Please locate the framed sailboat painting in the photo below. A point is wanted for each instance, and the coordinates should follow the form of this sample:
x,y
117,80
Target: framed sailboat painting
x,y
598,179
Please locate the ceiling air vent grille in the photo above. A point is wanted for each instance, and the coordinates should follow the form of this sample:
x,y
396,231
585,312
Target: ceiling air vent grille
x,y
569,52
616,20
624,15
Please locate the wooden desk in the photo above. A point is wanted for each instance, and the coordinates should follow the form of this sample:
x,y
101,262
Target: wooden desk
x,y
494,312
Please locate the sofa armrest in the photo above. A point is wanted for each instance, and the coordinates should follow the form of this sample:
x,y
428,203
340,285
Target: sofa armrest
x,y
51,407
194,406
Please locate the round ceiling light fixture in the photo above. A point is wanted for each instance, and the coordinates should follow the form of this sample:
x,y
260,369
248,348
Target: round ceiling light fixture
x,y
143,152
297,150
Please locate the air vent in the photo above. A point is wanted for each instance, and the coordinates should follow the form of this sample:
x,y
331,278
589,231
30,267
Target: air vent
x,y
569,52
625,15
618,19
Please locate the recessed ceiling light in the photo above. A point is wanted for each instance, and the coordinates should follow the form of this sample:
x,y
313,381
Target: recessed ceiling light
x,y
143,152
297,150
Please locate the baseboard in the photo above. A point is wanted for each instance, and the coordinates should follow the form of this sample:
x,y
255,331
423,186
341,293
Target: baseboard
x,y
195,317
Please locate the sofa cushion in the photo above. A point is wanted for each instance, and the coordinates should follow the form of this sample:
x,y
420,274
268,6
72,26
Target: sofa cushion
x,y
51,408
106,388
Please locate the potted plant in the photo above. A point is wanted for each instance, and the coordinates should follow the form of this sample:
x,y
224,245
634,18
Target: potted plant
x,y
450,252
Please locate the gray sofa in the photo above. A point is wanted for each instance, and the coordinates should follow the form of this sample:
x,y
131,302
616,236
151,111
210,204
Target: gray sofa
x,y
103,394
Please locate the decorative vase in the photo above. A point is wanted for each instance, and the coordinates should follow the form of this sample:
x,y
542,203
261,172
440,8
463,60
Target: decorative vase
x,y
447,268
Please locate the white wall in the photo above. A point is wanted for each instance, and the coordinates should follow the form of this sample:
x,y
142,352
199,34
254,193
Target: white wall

********************

- [Work request]:
Please count the lines that hold "white" in this data and report the total alone.

- [Answer area]:
2